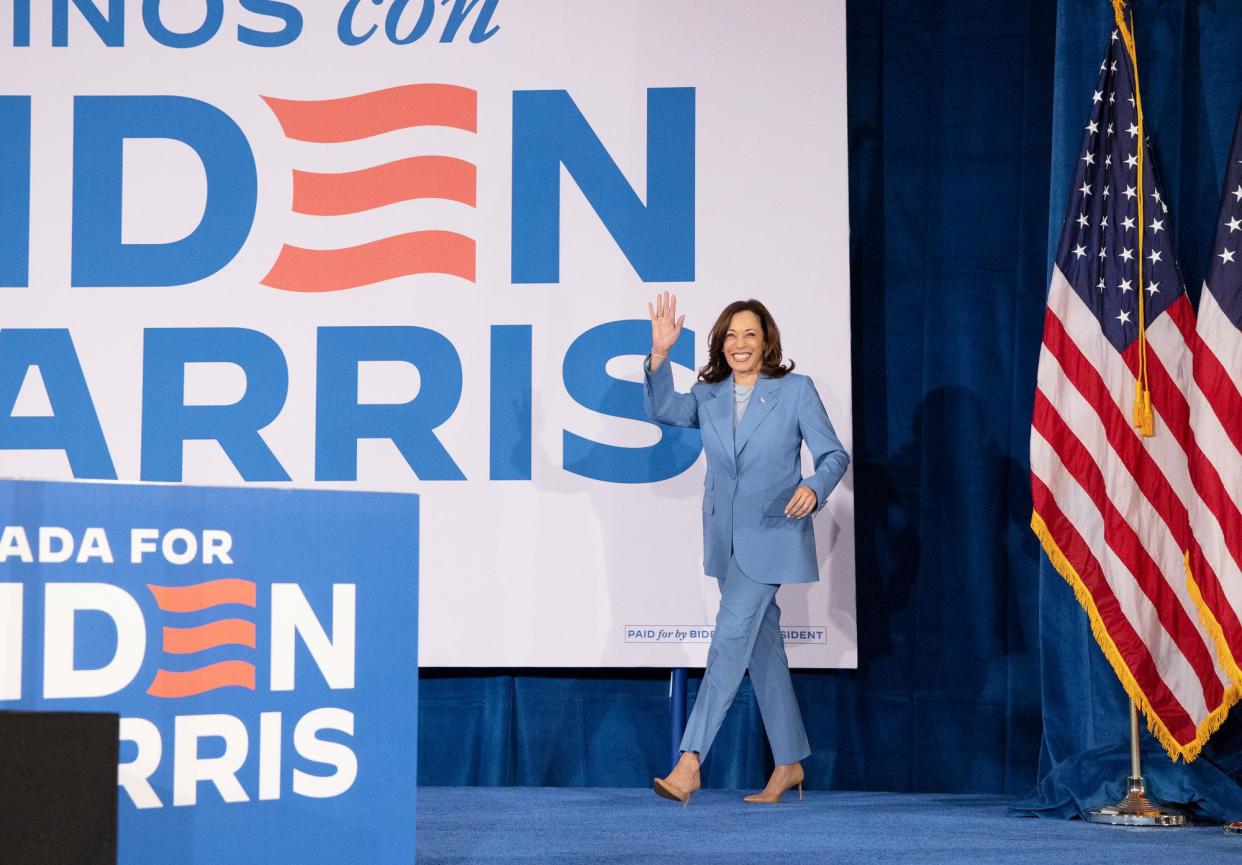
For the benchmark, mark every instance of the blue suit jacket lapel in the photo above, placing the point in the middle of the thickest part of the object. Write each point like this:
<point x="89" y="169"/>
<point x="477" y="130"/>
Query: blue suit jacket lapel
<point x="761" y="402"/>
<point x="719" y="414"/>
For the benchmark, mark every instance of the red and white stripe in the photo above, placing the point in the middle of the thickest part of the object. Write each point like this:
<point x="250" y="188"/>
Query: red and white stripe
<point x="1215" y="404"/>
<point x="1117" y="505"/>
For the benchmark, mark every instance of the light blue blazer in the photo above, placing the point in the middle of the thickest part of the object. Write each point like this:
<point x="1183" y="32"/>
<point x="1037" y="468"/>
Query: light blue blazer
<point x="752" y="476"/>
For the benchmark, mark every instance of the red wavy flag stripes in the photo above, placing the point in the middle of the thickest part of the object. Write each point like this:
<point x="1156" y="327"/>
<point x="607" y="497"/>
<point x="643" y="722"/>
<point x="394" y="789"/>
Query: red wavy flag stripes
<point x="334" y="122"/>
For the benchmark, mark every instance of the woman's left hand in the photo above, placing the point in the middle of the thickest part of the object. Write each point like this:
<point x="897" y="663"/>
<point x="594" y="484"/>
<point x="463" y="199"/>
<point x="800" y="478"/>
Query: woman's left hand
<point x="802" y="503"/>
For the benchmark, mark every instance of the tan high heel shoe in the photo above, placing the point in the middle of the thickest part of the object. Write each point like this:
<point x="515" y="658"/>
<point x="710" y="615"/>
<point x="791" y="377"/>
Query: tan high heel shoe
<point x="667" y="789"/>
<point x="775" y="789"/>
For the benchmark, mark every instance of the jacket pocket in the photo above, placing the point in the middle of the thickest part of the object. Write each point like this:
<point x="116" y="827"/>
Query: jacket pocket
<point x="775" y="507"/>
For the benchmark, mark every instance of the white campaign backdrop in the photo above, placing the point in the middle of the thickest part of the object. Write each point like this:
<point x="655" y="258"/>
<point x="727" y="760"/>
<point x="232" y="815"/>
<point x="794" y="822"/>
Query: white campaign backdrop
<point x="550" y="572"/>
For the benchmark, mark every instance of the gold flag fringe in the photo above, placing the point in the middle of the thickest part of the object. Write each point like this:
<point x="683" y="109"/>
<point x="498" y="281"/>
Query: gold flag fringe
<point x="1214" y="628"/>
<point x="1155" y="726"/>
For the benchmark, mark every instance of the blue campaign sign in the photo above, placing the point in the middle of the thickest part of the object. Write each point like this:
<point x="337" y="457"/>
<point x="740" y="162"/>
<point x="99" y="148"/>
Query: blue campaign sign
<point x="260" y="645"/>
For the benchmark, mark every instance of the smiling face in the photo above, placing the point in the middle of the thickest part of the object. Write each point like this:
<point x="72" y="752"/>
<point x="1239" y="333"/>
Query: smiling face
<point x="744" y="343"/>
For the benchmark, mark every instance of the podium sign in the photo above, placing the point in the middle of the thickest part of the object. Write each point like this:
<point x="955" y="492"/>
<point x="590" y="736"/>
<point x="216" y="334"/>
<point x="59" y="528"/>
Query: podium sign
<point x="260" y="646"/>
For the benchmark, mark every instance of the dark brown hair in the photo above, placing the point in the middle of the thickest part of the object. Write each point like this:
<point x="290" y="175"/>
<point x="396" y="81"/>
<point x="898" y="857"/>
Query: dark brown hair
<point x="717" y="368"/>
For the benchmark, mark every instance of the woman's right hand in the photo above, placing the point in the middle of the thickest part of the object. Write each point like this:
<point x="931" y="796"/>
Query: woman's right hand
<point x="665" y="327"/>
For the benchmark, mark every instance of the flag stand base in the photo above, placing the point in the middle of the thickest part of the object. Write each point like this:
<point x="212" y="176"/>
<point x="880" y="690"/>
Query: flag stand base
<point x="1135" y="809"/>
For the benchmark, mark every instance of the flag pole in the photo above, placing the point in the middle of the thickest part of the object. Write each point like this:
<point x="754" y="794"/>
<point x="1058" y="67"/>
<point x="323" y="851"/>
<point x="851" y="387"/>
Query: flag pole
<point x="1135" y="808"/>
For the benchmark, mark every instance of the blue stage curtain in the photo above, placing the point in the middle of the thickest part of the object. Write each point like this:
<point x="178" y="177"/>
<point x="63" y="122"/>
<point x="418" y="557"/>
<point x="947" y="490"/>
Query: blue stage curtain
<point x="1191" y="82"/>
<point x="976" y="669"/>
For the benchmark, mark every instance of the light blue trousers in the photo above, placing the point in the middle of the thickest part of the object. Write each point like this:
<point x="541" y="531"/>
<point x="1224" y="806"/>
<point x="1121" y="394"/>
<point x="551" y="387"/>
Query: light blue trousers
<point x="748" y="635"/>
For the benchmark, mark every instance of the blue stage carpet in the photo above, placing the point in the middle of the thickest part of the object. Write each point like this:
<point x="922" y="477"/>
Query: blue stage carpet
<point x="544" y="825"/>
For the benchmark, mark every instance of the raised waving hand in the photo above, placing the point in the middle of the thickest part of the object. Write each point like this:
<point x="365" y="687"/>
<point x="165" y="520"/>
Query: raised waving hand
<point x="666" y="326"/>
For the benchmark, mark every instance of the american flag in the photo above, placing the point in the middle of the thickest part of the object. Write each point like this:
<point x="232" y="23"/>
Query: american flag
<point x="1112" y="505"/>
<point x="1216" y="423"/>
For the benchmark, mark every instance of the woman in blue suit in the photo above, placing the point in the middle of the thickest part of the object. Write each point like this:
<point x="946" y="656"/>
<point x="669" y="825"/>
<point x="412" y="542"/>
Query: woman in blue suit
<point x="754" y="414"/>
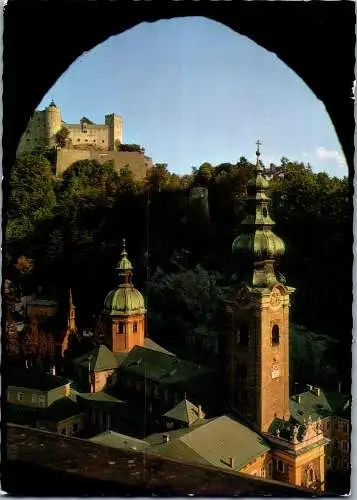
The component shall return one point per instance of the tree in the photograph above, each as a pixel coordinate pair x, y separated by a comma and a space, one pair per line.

********************

• _What needs to be done_: Omit the pictures and reproduce the listing exactly.

• _Solution to this problem_:
For the benchmark, mark every instance of the blue suit jacket lapel in the photo above, placing the point in the middle of the thickest part of the object. Write each point like this:
<point x="89" y="169"/>
<point x="477" y="130"/>
Query: blue suit jacket lapel
<point x="761" y="402"/>
<point x="719" y="414"/>
For the benchmark, mark every instance of the red and white stripe in the photo above, placing the point in the middle of the thickest part of the object. Write each point like this:
<point x="250" y="188"/>
Query: red and white stripe
<point x="1215" y="404"/>
<point x="1117" y="505"/>
For the benchmark, mark every instance of the light blue blazer in the photo above, placing the point in the middle of the thickest part of the object. Write each point like this:
<point x="1183" y="32"/>
<point x="1037" y="468"/>
Query: light blue blazer
<point x="752" y="476"/>
For the benchmark, mark every instance of the red wavy flag stripes in the photo above, placing the point in the middle of the thickest part of the object. Write each point like this:
<point x="1156" y="327"/>
<point x="607" y="497"/>
<point x="643" y="722"/>
<point x="394" y="789"/>
Query: red wavy flag stripes
<point x="334" y="122"/>
For the benchmark, mark every instance of the woman's left hand in the photo above, placing the point in the middle of the thickest part of the object. Write each point like this:
<point x="897" y="663"/>
<point x="594" y="484"/>
<point x="463" y="199"/>
<point x="800" y="478"/>
Query: woman's left hand
<point x="802" y="503"/>
For the benchmark, mark every instance of the tan high heel shoe in the photo above, placing the point in the middle of the thickest part of the object. Write each point like this:
<point x="515" y="658"/>
<point x="710" y="615"/>
<point x="791" y="377"/>
Query: tan high heel shoe
<point x="667" y="789"/>
<point x="775" y="789"/>
For the benchmark, mark every instance of the jacket pocket in the photo above, placing the point in the middle of the thickest part of the object. Write each point like this:
<point x="116" y="827"/>
Query: jacket pocket
<point x="775" y="507"/>
For the benchmark, mark every instance of the white campaign backdrop in the photo above, placing the point in the middle of the thickest part of the object. Write each point like this:
<point x="655" y="258"/>
<point x="727" y="760"/>
<point x="232" y="815"/>
<point x="794" y="822"/>
Query: white campaign backdrop
<point x="550" y="572"/>
For the benchmark, mark every instance of the gold flag fringe in the photo above, placing the point in the middle of the thickest part of the object. Write each point like this:
<point x="683" y="109"/>
<point x="498" y="281"/>
Query: gold flag fringe
<point x="1214" y="628"/>
<point x="1155" y="726"/>
For the benchmark, mark every instance of the blue campaign sign in the photo above, placing the point in the middle of the thickest part of the object. Write each point like this:
<point x="337" y="457"/>
<point x="740" y="162"/>
<point x="99" y="148"/>
Query: blue campaign sign
<point x="260" y="645"/>
For the benchmark, mark every instance of the smiling face in the photo above, placing the point in the middle of the thickest part of the object. Write each point like this:
<point x="72" y="752"/>
<point x="1239" y="333"/>
Query: smiling face
<point x="744" y="343"/>
For the benchmark, mark every instance of the podium sign in the photo above, placing the point in the middle of the thickest part of the object. Write each point like this:
<point x="955" y="492"/>
<point x="590" y="736"/>
<point x="216" y="334"/>
<point x="59" y="528"/>
Query: podium sign
<point x="260" y="646"/>
For the benchmark, mark every instance of the dark brown hair in the photo above, placing the point in the middle of the thickest part of the object. Write each point like this:
<point x="290" y="175"/>
<point x="396" y="81"/>
<point x="898" y="857"/>
Query: dark brown hair
<point x="717" y="368"/>
For the benchmark, mark every instance of the woman's right hand in the photo above, placing the point in the middle of the thickest part of the object. Write each point like this:
<point x="931" y="796"/>
Query: woman's right hand
<point x="665" y="327"/>
For the benchmark, mark every instance of the flag stand base in the photo above, placing the point in the middle of the thickest part of the object. Write each point like this:
<point x="212" y="176"/>
<point x="880" y="690"/>
Query: flag stand base
<point x="1135" y="809"/>
For the benchmark, mark every instance of the flag pole in the photo above, placing the point in the middle of the thickest part of the object. Write each point like this:
<point x="754" y="794"/>
<point x="1058" y="67"/>
<point x="323" y="851"/>
<point x="851" y="387"/>
Query: flag pole
<point x="1135" y="808"/>
For the benchmark, mark every instance of the blue stage curtain in the photo above, placing the point in the middle of the thickest part of the object. Write each point like this:
<point x="178" y="177"/>
<point x="63" y="122"/>
<point x="418" y="557"/>
<point x="947" y="490"/>
Query: blue stage curtain
<point x="1191" y="82"/>
<point x="976" y="669"/>
For the benchmark, mark every instance of the light blue trousers in the photo above, placing the point in the middle of the thickest part of the object. Write each point like this:
<point x="541" y="531"/>
<point x="1224" y="806"/>
<point x="1121" y="394"/>
<point x="551" y="387"/>
Query: light blue trousers
<point x="748" y="635"/>
For the benchmark, mark every instance of the blue stage carpet in the photo above, placing the point in the middle of the thickest part of the object. Write each point like this:
<point x="922" y="477"/>
Query: blue stage carpet
<point x="544" y="825"/>
For the benchmark, mark every instance of the raised waving hand in the photo above, placing the point in the middle of the thickest part of the object. Write each point like this:
<point x="365" y="687"/>
<point x="165" y="520"/>
Query: raised waving hand
<point x="666" y="326"/>
For the benchmark, mark every instance of the american flag in the photo above, placing the point in the middle of the thickest part of the object. Write each point like this:
<point x="232" y="23"/>
Query: american flag
<point x="1112" y="505"/>
<point x="1216" y="423"/>
For the benchmark, mark every instance of the woman in blue suit in the photo above, placing the point in the middle of the thickest part of the object. Write each point like this:
<point x="946" y="656"/>
<point x="669" y="825"/>
<point x="412" y="542"/>
Query: woman in blue suit
<point x="754" y="414"/>
The component shall return one point per instance of the tree in the photograph above, each as a pixel coordinate pair x, y separated by a comma and a space, one pair per line.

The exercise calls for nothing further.